_PROBLEM TO SOLVE_
Copy the account of the Guernsey-born Titanic passenger from "She appeared on" up to and including "destined for Wilmington.", substituting "Cherbourg" for "Southampton".
::: SOURCE EXTRACT :::
She was born in St Sampsons, Guernsey on December 19th, 1889 as the daughter of William Henry Rugg (b. 1868), a carter, and Rachel Selina Bougard (b. 1866), both St Sampson natives who had married in 1887. One of six children, her siblings were: Rita May (b. 1887), Violet Louisa (b. 1892), William James (b. 1894), Ernest John (b. 1896) and Wilfred (b. 1898).

She appeared on the 1891 census living at Brock Road in St Sampson and, it appears, at the same address on the 1901 census. Her family were listed on the 1911 census living at Bus Road in Vale, Guernsey whilst Emily herself was listed as a servant at Duncreggan Delancey in Guernsey, the home of a Mr and Mrs Frank Higgs who were fruit growers.

She was given the opportunity to leave Guernsey and to work in the USA in Wilmington, Delaware where her relatives owned a store. She joined a group of other passengers travelling from Guernsey which included William Douton, Lillian Bentham, Peter and Lillian Renouf, Clifford and Ernest Jefferys and Albert Denbuoy. She boarded the Titanic at Southampton as a second class passenger (joint ticket number 31026 which cost £10, 10s) and was destined for Wilmington.
::: EXTRACTED ENTRIES :::
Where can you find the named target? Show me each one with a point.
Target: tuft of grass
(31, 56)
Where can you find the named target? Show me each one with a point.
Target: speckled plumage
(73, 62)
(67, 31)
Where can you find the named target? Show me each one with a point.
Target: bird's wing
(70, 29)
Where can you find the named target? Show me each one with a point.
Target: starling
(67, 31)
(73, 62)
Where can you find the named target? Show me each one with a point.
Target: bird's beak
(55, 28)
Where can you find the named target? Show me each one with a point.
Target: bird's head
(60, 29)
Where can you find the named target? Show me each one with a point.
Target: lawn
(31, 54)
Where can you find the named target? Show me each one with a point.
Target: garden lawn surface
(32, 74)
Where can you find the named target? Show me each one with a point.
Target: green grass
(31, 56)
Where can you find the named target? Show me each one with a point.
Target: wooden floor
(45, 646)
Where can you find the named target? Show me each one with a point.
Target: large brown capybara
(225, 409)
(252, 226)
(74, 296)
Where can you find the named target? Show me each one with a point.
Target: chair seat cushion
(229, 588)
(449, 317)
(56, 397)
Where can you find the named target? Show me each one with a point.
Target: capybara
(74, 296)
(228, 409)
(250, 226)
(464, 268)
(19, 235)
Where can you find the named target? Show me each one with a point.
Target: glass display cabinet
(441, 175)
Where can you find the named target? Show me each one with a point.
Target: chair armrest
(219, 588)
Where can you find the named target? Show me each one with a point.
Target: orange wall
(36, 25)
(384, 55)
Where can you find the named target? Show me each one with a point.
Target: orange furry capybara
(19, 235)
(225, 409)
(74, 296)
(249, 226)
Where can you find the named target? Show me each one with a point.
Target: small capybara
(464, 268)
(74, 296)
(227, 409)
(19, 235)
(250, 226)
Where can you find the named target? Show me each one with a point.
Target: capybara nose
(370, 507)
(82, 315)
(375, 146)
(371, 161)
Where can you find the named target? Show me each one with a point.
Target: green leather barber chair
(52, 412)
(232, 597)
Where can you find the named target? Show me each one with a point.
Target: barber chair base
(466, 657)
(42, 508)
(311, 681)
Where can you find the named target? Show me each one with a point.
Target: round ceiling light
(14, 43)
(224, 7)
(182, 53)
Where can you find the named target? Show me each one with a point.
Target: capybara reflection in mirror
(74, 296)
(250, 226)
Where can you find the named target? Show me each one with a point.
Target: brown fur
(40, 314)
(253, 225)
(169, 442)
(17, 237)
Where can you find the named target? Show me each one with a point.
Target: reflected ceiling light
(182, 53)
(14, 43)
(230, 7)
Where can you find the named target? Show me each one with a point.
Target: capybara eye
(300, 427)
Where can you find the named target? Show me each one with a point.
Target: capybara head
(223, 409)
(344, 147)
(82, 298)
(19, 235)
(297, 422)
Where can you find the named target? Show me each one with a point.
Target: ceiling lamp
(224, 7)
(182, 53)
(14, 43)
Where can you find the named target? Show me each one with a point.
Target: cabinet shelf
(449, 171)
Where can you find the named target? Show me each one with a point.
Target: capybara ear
:::
_FINISHED ANSWER_
She appeared on the 1891 census living at Brock Road in St Sampson and, it appears, at the same address on the 1901 census. Her family were listed on the 1911 census living at Bus Road in Vale, Guernsey whilst Emily herself was listed as a servant at Duncreggan Delancey in Guernsey, the home of a Mr and Mrs Frank Higgs who were fruit growers.

She was given the opportunity to leave Guernsey and to work in the USA in Wilmington, Delaware where her relatives owned a store. She joined a group of other passengers travelling from Guernsey which included William Douton, Lillian Bentham, Peter and Lillian Renouf, Clifford and Ernest Jefferys and Albert Denbuoy. She boarded the Titanic at Cherbourg as a second class passenger (joint ticket number 31026 which cost £10, 10s) and was destined for Wilmington.